WHAT THIS TASK INVOLVES: For every record that follows, write out the text exactly and omit the picture, if one is present.

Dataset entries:

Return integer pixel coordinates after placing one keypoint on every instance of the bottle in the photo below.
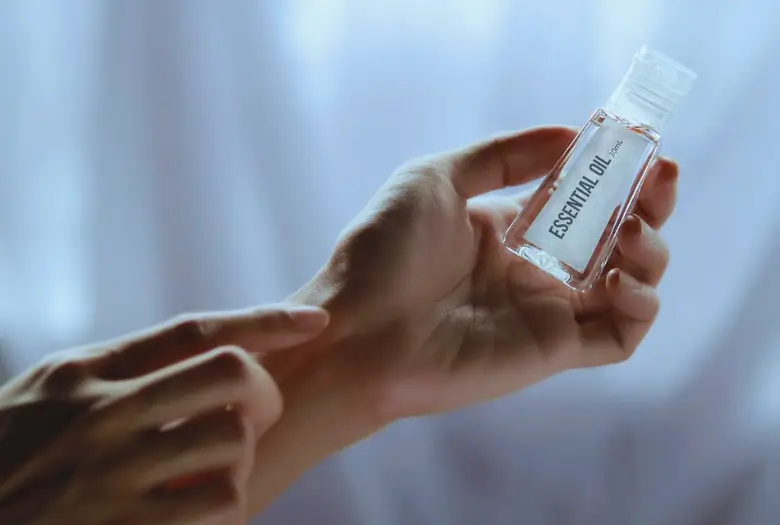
(571, 223)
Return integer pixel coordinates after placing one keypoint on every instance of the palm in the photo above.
(448, 315)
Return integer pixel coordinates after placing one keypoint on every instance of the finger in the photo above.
(509, 160)
(615, 338)
(217, 501)
(261, 329)
(214, 442)
(204, 383)
(659, 193)
(645, 254)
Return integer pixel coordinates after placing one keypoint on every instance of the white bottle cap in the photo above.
(652, 89)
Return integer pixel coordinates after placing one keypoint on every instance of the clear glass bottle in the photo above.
(571, 223)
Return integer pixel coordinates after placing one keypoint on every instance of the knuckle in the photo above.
(231, 363)
(232, 426)
(226, 495)
(278, 320)
(193, 331)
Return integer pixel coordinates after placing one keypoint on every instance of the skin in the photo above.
(429, 313)
(158, 428)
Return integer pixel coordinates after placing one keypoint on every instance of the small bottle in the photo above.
(571, 223)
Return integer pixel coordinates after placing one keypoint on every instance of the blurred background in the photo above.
(158, 157)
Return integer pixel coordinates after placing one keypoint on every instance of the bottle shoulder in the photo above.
(603, 116)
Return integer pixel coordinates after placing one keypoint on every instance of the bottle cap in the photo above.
(651, 89)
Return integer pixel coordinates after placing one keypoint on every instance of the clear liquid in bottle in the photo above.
(570, 226)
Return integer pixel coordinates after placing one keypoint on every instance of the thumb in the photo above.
(508, 160)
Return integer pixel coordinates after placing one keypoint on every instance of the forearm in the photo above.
(321, 416)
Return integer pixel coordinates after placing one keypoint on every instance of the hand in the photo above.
(430, 312)
(159, 428)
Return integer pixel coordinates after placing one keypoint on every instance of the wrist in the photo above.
(322, 415)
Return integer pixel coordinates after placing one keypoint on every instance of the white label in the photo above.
(593, 185)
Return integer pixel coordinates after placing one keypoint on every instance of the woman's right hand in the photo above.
(163, 426)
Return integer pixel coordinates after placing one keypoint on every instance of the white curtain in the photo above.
(166, 156)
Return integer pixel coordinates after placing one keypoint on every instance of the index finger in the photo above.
(659, 193)
(508, 160)
(257, 330)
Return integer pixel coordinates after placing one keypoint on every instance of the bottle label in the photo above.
(593, 184)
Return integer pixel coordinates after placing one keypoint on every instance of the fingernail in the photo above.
(628, 281)
(672, 169)
(632, 225)
(308, 318)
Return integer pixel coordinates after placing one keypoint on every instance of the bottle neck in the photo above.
(637, 103)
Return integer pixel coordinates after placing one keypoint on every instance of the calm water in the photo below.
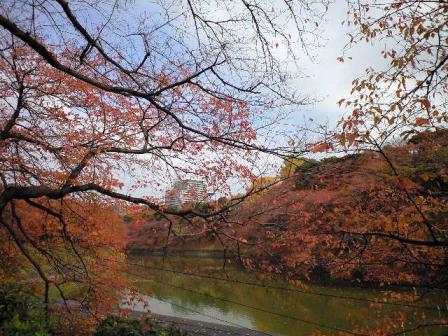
(295, 313)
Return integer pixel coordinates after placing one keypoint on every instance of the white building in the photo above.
(186, 191)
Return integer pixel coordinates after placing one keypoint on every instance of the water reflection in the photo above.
(298, 313)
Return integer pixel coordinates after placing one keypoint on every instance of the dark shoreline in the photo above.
(316, 280)
(195, 327)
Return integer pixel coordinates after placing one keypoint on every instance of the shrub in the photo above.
(21, 314)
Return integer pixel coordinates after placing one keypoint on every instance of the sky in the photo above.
(328, 79)
(325, 78)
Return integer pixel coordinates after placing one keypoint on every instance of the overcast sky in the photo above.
(328, 78)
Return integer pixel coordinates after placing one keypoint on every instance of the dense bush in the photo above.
(21, 314)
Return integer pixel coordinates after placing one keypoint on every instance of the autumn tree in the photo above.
(92, 92)
(290, 165)
(406, 98)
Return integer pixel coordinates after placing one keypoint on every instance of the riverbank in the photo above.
(194, 327)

WRITTEN ANSWER:
Return integer pixel coordinates after placing one keypoint on every instance of the bottle in the photo below.
(571, 223)
Return integer pixel coordinates after placing one keypoint on every instance of the palm in the photo above.
(448, 315)
Return integer pixel coordinates after placing one keypoint on every instance of the finger in the photo above.
(509, 160)
(615, 338)
(217, 501)
(261, 329)
(214, 442)
(204, 383)
(659, 193)
(645, 254)
Return integer pixel coordinates after placing one keypoint on every instance of the white bottle cap in the photo above.
(652, 89)
Return integer pixel coordinates after placing one keypoint on every instance of the clear glass bottle in the photo above.
(571, 223)
Return integer pixel coordinates after placing one keypoint on every instance of the knuckle in the photo above.
(231, 363)
(232, 426)
(226, 495)
(278, 320)
(193, 331)
Return integer pixel coordinates after placing one keypoint on every instance of the skin in the photo above.
(429, 313)
(158, 428)
Return integer pixel coordinates after placing one keypoint on every instance of the small bottle in the photo above.
(571, 223)
Return integer pixel coordinates after placing one keypoint on every instance of the blurred background in the photo above.
(158, 157)
Return integer pixel coordinates after placing one keypoint on every instance of the bottle shoulder in the photo above.
(603, 116)
Return integer pixel coordinates after placing one keypoint on every instance of the bottle cap in the photo above.
(651, 89)
Return integer pixel coordinates after placing one keypoint on every instance of the clear liquid in bottle in the photo above.
(570, 226)
Return integer pixel coordinates after placing one keypoint on every instance of the thumb in the photo above.
(508, 160)
Return integer pixel coordinates after placing one keypoint on every instance of the forearm in the photo above.
(321, 416)
Return integer pixel coordinates after placing one keypoint on every instance of the hand in the photo above.
(430, 312)
(159, 428)
Return integer pixel coordinates after placing one keypoint on every instance of the wrist in the photo above.
(322, 415)
Return integer pixel coordinates after placing one keypoint on every instance of the white label in the photo above.
(593, 185)
Return integer pixel coordinates after placing one keypoint on every instance of the woman's right hand in the photo above.
(163, 426)
Return integer pixel coordinates after placing one keypoint on every instance of the white curtain in the photo above.
(166, 156)
Return integer pixel coordinates after placing one keypoint on every instance of the index finger in the photo above.
(659, 193)
(508, 160)
(257, 330)
Return integer pixel coordinates after placing one keypoint on every instance of the bottle label in the photo above.
(593, 184)
Return integer pixel coordinates after placing one keypoint on every instance of the fingernail in the photo above.
(628, 281)
(672, 169)
(632, 225)
(308, 318)
Return integer pixel coordinates after placing one keypoint on every instance of the bottle neck in the photo above.
(637, 103)
Return integer pixel coordinates after placing one keypoint on every instance of the calm water in the photo below.
(295, 313)
Return integer pixel coordinates after placing one keypoint on every instance of the white building in the photo above.
(186, 191)
Return integer pixel coordinates after placing one keypoint on every instance of the water reflection in the photo above.
(298, 313)
Return integer pixel coordinates after placing one keypoint on every instance of the dark shoreline in the photo above.
(316, 280)
(195, 327)
Return integer pixel coordinates after placing one keypoint on every instance of the shrub in the photo above.
(21, 314)
Return integer pixel coordinates after placing one keypoint on every instance of the sky in the photo above.
(328, 79)
(325, 78)
Return integer pixel coordinates after placing one keypoint on every instance of the overcast sky in the photo above.
(328, 78)
Return integer pixel coordinates after placing one keypoint on every instance of the dense bush in the photo above.
(21, 314)
Return integer pixel coordinates after placing one keypoint on every instance of the autumn tree in the photo above.
(92, 92)
(290, 165)
(406, 98)
Return integer pixel coordinates after placing one keypoint on every instance of the riverbank in the photo above.
(194, 327)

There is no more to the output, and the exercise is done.